§ Extract to read:
I sympathize and I wish I could tell the mayor what the right answer is. But I’m pretty sure I know what the answer isn’t: making Philadelphia real estate unaffordable.
Mark E. Squires, Philadelphia
Civil rights and education
Will somebody please explain how education has become "the civil rights issue of our era" ("Romney quizzed in W. Phila.," Friday)? I just can’t imagine how the poor, the elderly, the infirm, and minorities in this state can believe that their rights are more threatened by the lack of school vouchers than by the possibility that they may be unable to vote in November because of the new voter-ID law passed by Gov. Corbett and the state legislature this year.
I assume that the connection between civil rights and school choice is that parents, through lack of state-funded vouchers, have limited options for adequately educating their children. Yet wouldn’t it be simpler just to adequately fund our existing public schools, which, in Pennsylvania, the politicians from Mitt Romney’s own party have refused to do? This makes me believe that Romney is more interested in vouchers than in civil rights, and that his new favorite catchphrase has only served to cheapen this noble movement by pushing a silly solution to a societal problem.
Coleman Poses, Philadelphia, cposes@verizon.net
We can handle the truth
After reading Monica Yant Kinney’s "Lynn takes a gamble and a pounding on stand" (Sunday), I was reminded of the movie, A Few Good Men.
In the powerful courtroom scene, Tom Cruise, as the Navy lawyer, questions the scurrilous Col. Nathan Jessup (Jack Nicholson) on whether he ordered the "Code Red." After a pointed and dung-slinging round of questions, Jessup yells, "You’re g — right I did." It is a scene similar to the testimony of Msgr. William Lynn in the clergy sex-abuse trial. The difference: Jessup did not pass the buck, but took responsibility for his actions. He told the truth. As for Lynn, he doesn’t seem able to handle the truth. His wimpish, codependent stance befits one whose power corrupted the lives of innocent children.
Fess up, Lynn. The truth will set all of us free.

§ Data:
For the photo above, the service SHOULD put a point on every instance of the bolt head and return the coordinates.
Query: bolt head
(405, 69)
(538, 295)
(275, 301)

§ Required actions:
1/ Reproduce the letters to the editor word for word, from "I assume that" through "Few Good Men.", inclusive.
2/ Continue the letters to the editor from the point where they stop.

§ Numbered answers:
1/
I assume that the connection between civil rights and school choice is that parents, through lack of state-funded vouchers, have limited options for adequately educating their children. Yet wouldn’t it be simpler just to adequately fund our existing public schools, which, in Pennsylvania, the politicians from Mitt Romney’s own party have refused to do? This makes me believe that Romney is more interested in vouchers than in civil rights, and that his new favorite catchphrase has only served to cheapen this noble movement by pushing a silly solution to a societal problem.
Coleman Poses, Philadelphia, cposes@verizon.net
We can handle the truth
After reading Monica Yant Kinney’s "Lynn takes a gamble and a pounding on stand" (Sunday), I was reminded of the movie, A Few Good Men.

2/
Theresa M. Coleman, North Wales
The lawsuit and Catholic schools
The letter "Funding of religious schools" (Friday) chastises the Catholic leadership for having the audacity to sue the Obama administration. Apparently the writer considers President Obama’s infringement on religious freedom to be insignificant.
When Kathleen Sebelius, secretary of health and human services, made the unprecedented decision to declare that Catholic nursing homes, hospitals, orphanages, colleges, and havens for the homeless were not religious institutions, she made an egregious error. All of these were established as ways in which Christians could live out their faith. And the letter writer need not concern himself about the cost of the suit, as a group of lawyers has taken on the case "pro bono."
The letter writer also calls "outrageous" the notion that non-Catholics should help support the education of children at Catholic schools through vouchers. Does he not understand that Catholics are helping to fund the education of public school children even though they do not send their children there? Does he not understand that, by sending their children to Catholic schools, parents are saving Pennsylvania taxpayers hundreds of millions of dollars each year? Catholic children are American citizens and the government should help support their education wherever their parents decide to enroll them.